▶ [Description of the task] Show each line of the records below that contains the word "building".

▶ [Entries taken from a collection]
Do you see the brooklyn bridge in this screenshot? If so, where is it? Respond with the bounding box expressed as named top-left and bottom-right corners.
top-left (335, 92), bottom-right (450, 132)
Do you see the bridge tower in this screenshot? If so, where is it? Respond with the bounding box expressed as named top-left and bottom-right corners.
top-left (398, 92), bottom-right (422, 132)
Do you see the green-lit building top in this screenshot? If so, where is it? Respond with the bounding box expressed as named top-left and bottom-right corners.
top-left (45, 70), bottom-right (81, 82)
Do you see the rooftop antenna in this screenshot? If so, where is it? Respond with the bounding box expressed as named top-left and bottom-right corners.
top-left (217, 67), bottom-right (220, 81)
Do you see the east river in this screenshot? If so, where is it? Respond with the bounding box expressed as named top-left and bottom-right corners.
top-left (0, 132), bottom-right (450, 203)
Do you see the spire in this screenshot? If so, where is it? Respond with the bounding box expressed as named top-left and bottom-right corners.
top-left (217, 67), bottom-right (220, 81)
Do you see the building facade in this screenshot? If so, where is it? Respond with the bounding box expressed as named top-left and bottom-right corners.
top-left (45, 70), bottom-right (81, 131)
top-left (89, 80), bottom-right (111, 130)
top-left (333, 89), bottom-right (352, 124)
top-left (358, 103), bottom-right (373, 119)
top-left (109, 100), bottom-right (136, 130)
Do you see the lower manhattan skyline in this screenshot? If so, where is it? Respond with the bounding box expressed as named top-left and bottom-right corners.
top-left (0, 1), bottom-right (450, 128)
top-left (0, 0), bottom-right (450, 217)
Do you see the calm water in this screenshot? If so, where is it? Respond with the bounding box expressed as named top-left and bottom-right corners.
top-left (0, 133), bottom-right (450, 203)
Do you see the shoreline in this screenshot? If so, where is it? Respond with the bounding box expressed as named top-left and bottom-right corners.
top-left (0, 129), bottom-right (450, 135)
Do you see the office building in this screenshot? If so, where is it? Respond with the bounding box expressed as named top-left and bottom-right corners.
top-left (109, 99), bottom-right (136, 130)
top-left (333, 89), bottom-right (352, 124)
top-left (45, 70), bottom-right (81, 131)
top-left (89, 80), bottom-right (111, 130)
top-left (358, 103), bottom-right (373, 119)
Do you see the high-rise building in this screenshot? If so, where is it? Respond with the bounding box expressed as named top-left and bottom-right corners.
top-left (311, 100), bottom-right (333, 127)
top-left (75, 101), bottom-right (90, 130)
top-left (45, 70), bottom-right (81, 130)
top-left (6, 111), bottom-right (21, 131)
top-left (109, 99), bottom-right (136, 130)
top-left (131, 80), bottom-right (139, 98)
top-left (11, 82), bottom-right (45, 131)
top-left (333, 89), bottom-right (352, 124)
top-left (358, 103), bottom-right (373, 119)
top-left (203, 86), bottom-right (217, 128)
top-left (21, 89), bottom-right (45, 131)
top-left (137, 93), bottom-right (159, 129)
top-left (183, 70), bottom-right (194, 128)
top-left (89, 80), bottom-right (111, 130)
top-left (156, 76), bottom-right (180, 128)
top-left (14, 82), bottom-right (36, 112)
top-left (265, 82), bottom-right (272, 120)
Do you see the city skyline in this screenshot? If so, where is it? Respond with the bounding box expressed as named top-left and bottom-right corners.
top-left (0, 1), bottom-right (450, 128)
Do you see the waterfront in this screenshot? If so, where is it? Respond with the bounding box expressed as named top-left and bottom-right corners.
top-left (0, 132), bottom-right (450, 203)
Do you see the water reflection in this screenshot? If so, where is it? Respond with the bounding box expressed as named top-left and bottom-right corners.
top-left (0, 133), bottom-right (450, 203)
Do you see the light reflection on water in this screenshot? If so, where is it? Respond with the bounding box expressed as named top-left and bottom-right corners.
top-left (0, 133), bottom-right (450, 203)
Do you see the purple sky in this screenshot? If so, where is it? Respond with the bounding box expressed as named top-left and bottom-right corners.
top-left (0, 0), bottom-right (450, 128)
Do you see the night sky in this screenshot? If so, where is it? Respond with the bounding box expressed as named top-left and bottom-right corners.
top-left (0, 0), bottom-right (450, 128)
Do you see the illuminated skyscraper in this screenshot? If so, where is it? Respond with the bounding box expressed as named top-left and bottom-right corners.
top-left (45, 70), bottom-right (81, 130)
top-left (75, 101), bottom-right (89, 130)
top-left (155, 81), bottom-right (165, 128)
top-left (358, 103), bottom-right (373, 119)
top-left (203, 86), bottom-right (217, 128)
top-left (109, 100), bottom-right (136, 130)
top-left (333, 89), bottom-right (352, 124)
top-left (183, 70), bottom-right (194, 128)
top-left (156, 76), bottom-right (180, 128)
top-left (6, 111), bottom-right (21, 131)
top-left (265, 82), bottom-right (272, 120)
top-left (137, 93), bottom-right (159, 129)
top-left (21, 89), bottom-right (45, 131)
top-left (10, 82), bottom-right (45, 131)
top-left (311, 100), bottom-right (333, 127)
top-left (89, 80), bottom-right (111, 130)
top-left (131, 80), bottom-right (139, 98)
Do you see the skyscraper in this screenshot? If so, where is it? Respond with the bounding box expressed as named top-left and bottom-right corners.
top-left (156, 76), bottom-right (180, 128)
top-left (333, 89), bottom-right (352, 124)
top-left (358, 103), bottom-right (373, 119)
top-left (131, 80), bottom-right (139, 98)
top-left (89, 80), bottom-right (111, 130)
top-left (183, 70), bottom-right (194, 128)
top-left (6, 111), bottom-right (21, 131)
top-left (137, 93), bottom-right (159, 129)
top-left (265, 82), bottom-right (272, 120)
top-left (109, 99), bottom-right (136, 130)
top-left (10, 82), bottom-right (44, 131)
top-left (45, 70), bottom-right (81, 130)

==

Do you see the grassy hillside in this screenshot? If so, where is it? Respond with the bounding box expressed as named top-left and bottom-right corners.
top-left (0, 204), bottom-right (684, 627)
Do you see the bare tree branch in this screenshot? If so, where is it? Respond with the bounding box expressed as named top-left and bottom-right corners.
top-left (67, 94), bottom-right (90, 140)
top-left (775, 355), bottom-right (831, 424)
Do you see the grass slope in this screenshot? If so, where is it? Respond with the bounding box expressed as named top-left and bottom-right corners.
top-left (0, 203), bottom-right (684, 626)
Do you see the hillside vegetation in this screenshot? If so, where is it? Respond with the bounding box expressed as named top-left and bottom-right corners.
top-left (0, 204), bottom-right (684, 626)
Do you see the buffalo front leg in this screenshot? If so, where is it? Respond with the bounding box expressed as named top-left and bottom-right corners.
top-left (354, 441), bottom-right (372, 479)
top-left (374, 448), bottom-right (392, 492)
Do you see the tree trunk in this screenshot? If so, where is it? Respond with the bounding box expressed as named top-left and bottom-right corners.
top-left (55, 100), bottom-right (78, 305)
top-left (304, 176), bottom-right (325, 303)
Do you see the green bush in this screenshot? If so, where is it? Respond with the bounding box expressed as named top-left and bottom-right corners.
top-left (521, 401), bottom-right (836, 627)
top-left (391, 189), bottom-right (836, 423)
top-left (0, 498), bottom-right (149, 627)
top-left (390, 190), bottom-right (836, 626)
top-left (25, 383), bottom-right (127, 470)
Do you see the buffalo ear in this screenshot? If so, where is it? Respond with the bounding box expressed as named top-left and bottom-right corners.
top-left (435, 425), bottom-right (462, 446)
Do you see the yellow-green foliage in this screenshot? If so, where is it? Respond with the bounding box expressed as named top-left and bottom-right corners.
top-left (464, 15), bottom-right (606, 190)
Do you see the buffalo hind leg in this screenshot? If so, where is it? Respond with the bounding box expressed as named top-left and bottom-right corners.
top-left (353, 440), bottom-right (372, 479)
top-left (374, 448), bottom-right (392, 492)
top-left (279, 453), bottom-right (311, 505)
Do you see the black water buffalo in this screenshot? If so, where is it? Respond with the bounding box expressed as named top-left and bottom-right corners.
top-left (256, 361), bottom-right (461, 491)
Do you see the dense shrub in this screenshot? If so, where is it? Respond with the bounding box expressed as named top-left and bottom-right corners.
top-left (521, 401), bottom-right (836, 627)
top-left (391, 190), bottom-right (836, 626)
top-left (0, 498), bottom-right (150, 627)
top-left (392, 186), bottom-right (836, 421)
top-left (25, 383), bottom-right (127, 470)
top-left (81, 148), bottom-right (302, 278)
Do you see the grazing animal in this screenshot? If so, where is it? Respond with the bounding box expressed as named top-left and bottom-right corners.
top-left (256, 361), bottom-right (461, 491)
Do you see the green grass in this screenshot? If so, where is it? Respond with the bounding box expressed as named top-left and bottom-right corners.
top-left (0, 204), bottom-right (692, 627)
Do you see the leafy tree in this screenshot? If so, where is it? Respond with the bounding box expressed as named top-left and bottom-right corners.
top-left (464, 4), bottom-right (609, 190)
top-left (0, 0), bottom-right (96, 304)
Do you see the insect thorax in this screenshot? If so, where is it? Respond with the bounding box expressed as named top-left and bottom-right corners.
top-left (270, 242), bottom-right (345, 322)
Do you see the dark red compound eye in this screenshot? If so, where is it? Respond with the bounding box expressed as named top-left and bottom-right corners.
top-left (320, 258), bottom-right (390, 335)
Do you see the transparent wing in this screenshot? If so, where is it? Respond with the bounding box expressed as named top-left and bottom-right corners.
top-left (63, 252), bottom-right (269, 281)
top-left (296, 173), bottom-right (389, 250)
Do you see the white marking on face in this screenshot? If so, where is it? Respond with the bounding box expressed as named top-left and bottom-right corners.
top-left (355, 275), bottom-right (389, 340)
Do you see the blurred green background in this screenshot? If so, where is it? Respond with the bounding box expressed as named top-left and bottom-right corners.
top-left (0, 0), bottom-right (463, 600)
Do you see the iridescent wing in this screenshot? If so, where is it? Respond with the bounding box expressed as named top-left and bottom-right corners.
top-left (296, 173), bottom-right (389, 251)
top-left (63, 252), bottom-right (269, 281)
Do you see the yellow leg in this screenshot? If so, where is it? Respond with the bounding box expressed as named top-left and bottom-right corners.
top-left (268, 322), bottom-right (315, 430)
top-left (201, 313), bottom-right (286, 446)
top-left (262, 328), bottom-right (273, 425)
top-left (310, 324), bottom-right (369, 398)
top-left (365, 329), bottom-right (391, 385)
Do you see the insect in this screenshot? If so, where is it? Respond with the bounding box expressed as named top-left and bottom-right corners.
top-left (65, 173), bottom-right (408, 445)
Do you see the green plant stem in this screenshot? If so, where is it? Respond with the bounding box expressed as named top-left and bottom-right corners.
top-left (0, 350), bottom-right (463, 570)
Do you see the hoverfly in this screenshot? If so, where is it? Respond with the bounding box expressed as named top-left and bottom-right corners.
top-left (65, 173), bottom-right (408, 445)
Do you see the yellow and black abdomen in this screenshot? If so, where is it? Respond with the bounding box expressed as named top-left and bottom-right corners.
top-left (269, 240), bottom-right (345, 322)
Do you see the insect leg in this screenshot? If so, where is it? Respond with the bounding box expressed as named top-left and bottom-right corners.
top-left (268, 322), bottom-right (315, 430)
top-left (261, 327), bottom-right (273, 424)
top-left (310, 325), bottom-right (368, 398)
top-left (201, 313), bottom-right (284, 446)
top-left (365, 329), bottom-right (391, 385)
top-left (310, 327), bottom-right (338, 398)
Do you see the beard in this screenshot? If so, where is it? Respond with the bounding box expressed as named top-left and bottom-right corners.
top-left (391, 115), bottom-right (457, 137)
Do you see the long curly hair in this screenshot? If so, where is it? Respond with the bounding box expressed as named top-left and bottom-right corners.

▶ [Solution to this exercise]
Do you see the green-lit building top in this screenshot? If so, where is it? Respond with the bounding box expressed as named top-left and bottom-right corners.
Do you see the building facade in this screenshot? If so, where is it? Respond with the bounding box expressed as named top-left and bottom-right corners.
Do you see the office building in this screenshot? If so, where is it? Respond with the bounding box expressed as named top-left and bottom-right corners.
Do you see the high-rise building in this screenshot? If so, where is it? Respond with the bounding box expressed as named top-left and bottom-right corners.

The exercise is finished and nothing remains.